### PROBLEM
Take the line that contains "Locate every instance of the maroon" and all lines after it, up to and including the last line of the data, and write them out exactly; nothing else belongs in the answer.

### EXERCISE INPUT
* BEGIN *

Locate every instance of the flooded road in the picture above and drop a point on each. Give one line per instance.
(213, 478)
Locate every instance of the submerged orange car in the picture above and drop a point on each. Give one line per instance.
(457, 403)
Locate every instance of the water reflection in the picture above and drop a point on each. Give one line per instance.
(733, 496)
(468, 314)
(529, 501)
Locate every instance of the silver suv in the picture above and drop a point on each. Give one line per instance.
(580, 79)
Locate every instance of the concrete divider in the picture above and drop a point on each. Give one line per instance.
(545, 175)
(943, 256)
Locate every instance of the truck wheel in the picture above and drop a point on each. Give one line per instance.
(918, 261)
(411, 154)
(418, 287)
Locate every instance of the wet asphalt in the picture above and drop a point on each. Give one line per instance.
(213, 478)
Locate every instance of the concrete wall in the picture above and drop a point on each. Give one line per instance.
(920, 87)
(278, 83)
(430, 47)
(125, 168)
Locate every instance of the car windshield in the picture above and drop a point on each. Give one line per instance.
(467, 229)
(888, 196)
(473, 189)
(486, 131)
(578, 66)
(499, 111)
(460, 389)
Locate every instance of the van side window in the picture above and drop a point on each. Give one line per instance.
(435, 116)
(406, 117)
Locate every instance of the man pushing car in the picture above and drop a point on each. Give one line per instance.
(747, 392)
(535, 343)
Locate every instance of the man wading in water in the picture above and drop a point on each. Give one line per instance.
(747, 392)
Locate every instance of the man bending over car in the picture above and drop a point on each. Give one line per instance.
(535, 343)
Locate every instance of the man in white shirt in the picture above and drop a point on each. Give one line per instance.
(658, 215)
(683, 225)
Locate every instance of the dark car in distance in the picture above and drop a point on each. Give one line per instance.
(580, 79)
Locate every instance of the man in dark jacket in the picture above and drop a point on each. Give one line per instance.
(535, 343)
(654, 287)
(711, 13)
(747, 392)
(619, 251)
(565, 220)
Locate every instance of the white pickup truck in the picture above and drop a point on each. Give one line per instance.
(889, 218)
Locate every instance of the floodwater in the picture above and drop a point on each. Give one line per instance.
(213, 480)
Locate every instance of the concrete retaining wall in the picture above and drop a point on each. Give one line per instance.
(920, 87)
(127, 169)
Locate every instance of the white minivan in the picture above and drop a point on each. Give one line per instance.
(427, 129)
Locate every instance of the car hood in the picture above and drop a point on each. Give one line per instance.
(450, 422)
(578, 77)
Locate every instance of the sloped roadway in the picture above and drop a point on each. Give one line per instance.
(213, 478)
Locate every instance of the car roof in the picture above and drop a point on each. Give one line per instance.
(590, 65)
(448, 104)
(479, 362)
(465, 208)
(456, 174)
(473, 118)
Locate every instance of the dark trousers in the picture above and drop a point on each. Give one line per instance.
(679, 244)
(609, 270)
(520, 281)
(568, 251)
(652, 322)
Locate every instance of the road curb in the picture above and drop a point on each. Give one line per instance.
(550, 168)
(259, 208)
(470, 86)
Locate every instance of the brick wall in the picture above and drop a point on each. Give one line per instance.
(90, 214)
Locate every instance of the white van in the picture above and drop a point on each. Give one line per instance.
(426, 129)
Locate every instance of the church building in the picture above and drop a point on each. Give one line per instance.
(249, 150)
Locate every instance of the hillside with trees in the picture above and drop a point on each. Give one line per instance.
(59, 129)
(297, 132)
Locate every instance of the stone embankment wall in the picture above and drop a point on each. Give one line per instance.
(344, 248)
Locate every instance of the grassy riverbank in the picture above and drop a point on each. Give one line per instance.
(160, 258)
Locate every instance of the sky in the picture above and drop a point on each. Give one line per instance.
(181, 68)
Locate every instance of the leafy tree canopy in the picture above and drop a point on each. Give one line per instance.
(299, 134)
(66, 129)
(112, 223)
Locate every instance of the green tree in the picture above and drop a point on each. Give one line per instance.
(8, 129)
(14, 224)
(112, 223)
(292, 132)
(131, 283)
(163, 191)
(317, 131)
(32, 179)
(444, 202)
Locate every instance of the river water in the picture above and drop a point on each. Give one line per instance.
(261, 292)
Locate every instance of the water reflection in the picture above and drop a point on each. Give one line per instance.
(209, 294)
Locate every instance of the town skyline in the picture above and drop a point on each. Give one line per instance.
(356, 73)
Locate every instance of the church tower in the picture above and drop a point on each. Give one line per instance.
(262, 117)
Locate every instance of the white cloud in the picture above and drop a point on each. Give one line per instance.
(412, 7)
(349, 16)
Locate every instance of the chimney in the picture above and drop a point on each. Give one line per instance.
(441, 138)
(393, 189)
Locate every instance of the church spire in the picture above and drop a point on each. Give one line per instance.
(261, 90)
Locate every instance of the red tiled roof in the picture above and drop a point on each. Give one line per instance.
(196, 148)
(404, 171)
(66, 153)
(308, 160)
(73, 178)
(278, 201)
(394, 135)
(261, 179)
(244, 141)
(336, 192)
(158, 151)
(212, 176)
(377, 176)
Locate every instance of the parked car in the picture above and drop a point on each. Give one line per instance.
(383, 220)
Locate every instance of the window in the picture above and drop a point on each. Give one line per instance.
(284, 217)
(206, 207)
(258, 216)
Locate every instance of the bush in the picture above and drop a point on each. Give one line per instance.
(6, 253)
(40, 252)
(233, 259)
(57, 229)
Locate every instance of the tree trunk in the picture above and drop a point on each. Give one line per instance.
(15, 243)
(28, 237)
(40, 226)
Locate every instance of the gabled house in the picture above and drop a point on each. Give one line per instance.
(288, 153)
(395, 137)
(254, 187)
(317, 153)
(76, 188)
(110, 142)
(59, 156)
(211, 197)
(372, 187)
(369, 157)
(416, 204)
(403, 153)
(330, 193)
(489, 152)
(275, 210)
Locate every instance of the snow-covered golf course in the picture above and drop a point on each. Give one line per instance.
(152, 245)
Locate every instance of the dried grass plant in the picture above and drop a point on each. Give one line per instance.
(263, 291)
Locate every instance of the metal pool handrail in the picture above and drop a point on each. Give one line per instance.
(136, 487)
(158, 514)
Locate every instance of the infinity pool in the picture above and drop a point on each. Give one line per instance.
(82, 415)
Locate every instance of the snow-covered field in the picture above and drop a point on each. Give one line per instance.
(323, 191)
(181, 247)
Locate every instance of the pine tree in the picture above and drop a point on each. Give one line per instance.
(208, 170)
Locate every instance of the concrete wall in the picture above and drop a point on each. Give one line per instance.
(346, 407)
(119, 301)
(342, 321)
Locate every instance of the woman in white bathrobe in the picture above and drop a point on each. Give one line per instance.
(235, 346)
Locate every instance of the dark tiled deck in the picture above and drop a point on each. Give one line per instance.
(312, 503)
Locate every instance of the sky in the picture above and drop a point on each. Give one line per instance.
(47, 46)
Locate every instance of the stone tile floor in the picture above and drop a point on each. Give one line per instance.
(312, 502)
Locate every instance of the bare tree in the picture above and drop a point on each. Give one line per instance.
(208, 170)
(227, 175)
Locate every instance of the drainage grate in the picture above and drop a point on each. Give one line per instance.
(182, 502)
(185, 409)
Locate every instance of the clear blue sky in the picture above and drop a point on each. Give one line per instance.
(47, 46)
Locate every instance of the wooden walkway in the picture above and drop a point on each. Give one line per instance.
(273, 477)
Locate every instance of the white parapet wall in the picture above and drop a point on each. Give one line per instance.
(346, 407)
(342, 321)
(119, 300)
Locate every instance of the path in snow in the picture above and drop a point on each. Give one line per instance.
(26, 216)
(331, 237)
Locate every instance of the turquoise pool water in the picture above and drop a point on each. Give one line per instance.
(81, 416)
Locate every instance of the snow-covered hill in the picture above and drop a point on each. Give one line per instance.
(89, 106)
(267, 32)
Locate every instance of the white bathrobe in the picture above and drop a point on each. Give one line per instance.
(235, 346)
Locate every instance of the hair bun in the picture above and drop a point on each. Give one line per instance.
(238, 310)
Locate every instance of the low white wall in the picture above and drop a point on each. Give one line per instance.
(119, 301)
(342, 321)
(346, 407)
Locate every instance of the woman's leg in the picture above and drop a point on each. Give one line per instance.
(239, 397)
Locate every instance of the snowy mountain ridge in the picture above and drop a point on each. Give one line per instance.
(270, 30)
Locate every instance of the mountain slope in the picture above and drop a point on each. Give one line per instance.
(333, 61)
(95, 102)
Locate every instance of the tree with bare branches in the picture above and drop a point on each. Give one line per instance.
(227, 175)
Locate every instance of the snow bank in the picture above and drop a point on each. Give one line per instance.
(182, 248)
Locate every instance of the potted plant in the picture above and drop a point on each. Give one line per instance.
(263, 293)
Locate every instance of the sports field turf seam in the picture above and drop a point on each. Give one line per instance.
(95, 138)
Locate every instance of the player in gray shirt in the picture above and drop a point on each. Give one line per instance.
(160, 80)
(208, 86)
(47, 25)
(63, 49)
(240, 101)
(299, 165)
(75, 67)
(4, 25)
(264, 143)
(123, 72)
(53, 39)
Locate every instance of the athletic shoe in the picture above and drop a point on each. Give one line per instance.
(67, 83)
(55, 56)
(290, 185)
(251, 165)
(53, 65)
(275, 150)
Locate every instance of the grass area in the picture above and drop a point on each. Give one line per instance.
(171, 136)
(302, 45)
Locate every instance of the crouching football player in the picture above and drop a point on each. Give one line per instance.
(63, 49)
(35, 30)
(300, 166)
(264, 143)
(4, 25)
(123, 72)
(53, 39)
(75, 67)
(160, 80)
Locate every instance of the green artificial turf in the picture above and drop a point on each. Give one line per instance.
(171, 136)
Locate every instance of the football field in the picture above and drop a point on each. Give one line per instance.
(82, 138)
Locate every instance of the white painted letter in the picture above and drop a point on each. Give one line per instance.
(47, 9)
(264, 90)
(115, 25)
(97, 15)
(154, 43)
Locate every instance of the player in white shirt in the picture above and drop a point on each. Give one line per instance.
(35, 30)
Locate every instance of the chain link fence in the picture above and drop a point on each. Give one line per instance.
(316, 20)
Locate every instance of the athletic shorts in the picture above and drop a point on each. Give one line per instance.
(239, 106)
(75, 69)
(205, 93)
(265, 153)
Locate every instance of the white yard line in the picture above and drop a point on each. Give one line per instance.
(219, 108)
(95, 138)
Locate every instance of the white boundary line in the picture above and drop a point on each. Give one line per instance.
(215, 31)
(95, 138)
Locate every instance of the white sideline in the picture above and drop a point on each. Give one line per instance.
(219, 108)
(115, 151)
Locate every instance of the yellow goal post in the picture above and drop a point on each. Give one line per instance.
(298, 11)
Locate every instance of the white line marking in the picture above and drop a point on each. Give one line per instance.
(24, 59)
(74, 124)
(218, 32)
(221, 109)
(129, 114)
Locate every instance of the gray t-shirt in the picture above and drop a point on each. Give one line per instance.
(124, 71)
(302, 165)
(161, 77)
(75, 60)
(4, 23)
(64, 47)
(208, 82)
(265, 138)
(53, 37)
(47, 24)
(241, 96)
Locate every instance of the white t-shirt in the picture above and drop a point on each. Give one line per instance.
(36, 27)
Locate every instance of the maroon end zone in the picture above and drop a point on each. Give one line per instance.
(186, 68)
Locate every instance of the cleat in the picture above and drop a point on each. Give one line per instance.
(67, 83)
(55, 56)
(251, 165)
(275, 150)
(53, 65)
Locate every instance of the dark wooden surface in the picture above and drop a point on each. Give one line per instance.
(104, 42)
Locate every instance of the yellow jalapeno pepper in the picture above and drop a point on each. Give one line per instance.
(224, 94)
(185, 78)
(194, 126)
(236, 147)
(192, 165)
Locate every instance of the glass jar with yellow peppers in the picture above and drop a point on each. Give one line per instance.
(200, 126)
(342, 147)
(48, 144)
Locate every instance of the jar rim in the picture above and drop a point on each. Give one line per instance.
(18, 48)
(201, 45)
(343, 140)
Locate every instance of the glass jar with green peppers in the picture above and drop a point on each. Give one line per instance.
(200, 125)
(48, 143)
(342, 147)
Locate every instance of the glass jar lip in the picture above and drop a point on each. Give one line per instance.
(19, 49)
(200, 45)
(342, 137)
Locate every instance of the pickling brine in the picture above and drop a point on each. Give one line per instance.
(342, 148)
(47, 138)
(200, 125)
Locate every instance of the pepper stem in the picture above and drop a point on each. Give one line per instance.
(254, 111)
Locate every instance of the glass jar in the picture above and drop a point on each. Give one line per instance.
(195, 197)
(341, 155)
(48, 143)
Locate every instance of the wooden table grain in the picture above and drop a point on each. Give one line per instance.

* END *

### TASK SOLUTION
Locate every instance of the maroon end zone in the picture above and drop a point on each. Give one line per instance.
(186, 68)
Locate every instance of the cleat in the picture above and drop a point on each. Give one line per instance.
(67, 83)
(55, 56)
(251, 165)
(275, 150)
(53, 65)
Locate every instance of the dark wooden surface in the picture above and drop a point on each. Give one line per instance.
(104, 42)
Locate every instance of the yellow jalapeno pepper in the picture above and drop a point on each. Give one line per instance.
(224, 94)
(185, 78)
(194, 126)
(236, 147)
(192, 165)
Locate every instance of the glass jar with yellow peppers in the picture above and drop a point on each. Give one line per instance.
(200, 126)
(342, 147)
(48, 144)
Locate every instance of the jar rim in the picture above and drop a point on each. Give one line per instance.
(18, 48)
(201, 45)
(343, 140)
Locate every instance of the glass jar with green peppers in the picture above and drop a point on each. Give one line per instance.
(200, 125)
(48, 143)
(342, 147)
Locate every instance of the glass jar lip in the picture above and drop a point on each. Give one line per instance.
(19, 49)
(200, 45)
(342, 137)
Locate every instance of the pickling brine in the picture above and drop a point on each. Give one line per instance.
(342, 148)
(47, 138)
(200, 125)
Locate every instance of the pepper stem in the picture above and drop a point on each. Give one line per instance.
(254, 111)
Locate every instance of the glass jar in the picture above and drop a point on each. Give one line per instance.
(195, 197)
(341, 155)
(48, 143)
Locate every instance of the wooden table grain in the picture above and drop a point on each. Give one line per instance.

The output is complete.